European Union (EU) programmes
Germany participates in the European EURES cooperation network which offers a job placement service and promotes the mobility of employees. The network helps European citizens enjoy the same benefits despite language barriers, cultural differences, bureaucratic hurdles, different labour laws and the lack of recognition of educational qualifications in Europe.
The Erasmus European exchange programme offers young entrepreneurs the opportunity to work for up to six months in a small or medium-sized enterprise in another EU Member State and to learn from an experienced entrepreneur. Under certain conditions, financial support is available to cover travel expenses and the general cost of living.
The EU's Erasmus+ programme supports the learning mobility of individual persons. These may be students, education workers, pupils, trainees, teachers, volunteers and other interested persons. Vocational traineeships, training periods, continuing vocational education, youth exchanges and European Voluntary Service places are funded. Germany has four national agencies for the Erasmus+ programmes, each in charge of a different field:
- Vocational education and training/adult education: National Agency Education for Europe (Nationale Agentur Bildung für Europa, NA BIBB) at the Federal Institute for Vocational Education and Training (Bundesinstitut für Berufsbildung, BIBB)

• _Dataset_:
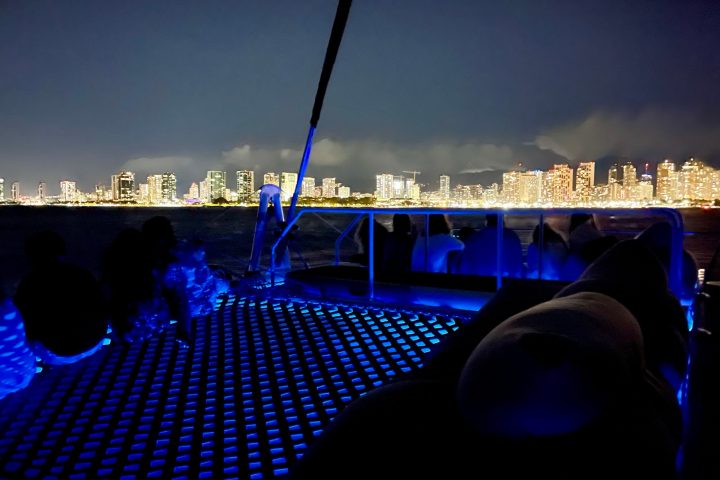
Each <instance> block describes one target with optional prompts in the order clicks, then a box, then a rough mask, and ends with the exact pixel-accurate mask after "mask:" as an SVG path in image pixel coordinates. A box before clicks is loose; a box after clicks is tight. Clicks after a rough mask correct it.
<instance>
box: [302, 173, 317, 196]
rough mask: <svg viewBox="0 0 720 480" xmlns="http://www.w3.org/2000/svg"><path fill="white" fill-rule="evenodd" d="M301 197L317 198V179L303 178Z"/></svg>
mask: <svg viewBox="0 0 720 480" xmlns="http://www.w3.org/2000/svg"><path fill="white" fill-rule="evenodd" d="M300 195H301V196H303V197H308V198H313V197H314V196H315V177H305V178H303V184H302V192H301V193H300Z"/></svg>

• _Exercise tasks_:
a - From the text on EU programmes, return the passage that begins at the words "European Union (EU)" and stops after "qualifications in Europe.".
b - For each statement, decide whether it agrees with the text on EU programmes, answering yes or no and quoting the words that settle it. (i) The Erasmus exchange programme lets young entrepreneurs work for up to six months in a small or medium-sized enterprise in another EU Member State. (ii) Germany has a single national agency for the Erasmus+ programmes. (iii) Under the Erasmus exchange programme, financial support for travel expenses is available in every case.
The listing plays no part in this work.

• _Answers to this exercise_:
a -
European Union (EU) programmes
Germany participates in the European EURES cooperation network which offers a job placement service and promotes the mobility of employees. The network helps European citizens enjoy the same benefits despite language barriers, cultural differences, bureaucratic hurdles, different labour laws and the lack of recognition of educational qualifications in Europe.

b -
(i) Yes: "to work for up to six months in a small or medium-sized enterprise in another EU Member State"
(ii) No: "Germany has four national agencies for the Erasmus+ programmes"
(iii) No: "Under certain conditions, financial support is available to cover travel expenses"